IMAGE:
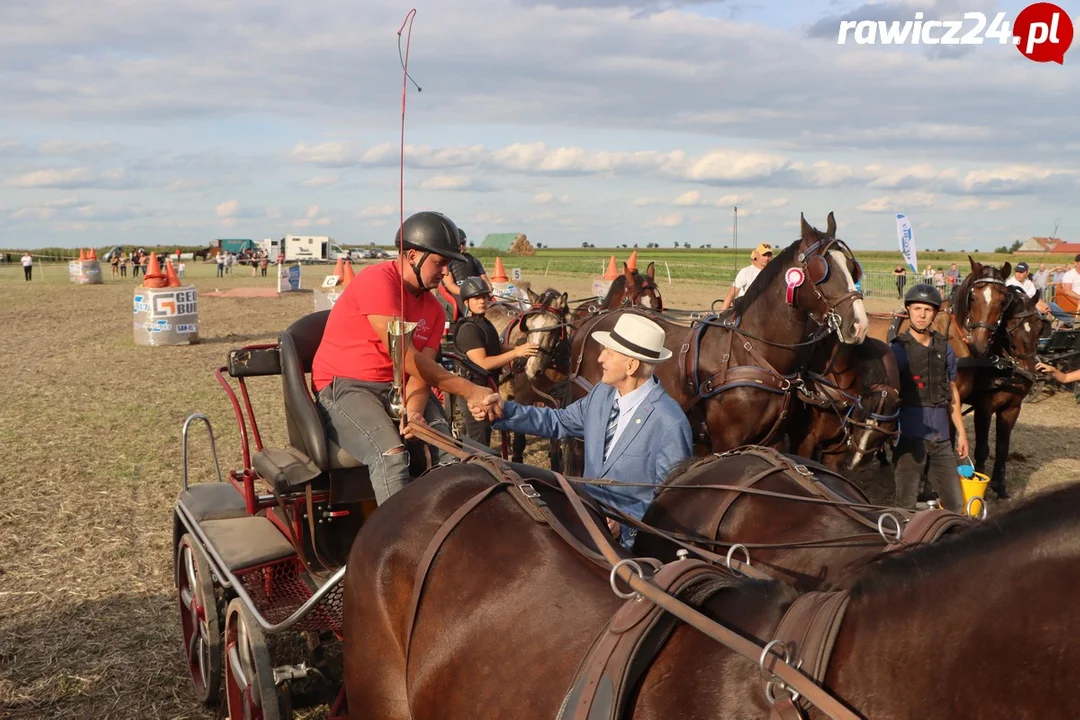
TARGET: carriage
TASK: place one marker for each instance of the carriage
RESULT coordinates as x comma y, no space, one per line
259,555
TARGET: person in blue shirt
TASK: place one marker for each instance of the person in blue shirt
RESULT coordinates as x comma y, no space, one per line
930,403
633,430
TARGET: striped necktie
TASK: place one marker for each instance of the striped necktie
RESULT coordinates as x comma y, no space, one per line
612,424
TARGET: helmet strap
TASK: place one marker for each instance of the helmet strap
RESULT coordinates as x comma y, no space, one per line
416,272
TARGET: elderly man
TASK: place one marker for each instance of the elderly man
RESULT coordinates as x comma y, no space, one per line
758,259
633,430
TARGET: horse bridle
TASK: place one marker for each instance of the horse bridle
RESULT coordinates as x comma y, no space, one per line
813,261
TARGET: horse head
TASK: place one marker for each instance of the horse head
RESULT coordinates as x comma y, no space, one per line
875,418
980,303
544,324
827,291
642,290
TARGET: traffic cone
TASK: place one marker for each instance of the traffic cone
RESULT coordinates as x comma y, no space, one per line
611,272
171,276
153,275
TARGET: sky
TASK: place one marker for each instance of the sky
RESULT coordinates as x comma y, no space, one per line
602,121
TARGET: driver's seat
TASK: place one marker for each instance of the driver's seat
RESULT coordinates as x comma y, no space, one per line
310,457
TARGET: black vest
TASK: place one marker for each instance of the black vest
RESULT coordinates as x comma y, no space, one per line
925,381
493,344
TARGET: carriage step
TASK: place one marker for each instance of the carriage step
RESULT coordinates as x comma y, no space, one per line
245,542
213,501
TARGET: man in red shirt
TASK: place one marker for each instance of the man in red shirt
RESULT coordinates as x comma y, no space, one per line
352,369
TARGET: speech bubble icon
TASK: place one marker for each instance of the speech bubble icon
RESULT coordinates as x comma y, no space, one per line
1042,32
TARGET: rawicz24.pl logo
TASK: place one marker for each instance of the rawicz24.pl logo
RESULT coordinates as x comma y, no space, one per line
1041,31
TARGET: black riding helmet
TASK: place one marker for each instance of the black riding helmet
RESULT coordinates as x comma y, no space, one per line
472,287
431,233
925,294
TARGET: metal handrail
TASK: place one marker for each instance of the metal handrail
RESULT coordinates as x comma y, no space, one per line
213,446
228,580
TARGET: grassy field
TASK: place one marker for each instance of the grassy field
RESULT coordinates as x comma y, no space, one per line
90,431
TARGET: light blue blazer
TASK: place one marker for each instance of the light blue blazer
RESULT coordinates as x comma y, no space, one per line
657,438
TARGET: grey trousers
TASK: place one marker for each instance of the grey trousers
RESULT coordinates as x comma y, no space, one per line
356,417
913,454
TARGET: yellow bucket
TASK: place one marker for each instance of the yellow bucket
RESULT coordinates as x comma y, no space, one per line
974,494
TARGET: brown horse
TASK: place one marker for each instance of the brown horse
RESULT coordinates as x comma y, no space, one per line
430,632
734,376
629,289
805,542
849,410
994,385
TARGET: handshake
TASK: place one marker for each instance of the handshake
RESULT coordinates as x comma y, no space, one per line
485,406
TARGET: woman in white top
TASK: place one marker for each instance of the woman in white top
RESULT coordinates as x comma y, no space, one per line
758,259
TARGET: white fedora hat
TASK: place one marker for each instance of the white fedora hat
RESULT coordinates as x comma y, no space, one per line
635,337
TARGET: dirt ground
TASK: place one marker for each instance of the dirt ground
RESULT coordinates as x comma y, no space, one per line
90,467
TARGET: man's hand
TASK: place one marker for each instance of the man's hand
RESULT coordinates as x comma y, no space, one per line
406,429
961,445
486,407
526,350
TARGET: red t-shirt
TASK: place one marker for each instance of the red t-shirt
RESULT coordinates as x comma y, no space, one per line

(Your objective) Return the lines containing "head", taking each one from the listing.

(Output of the task)
TARGET: horse head
TASK: place one marker for each instance of the horse head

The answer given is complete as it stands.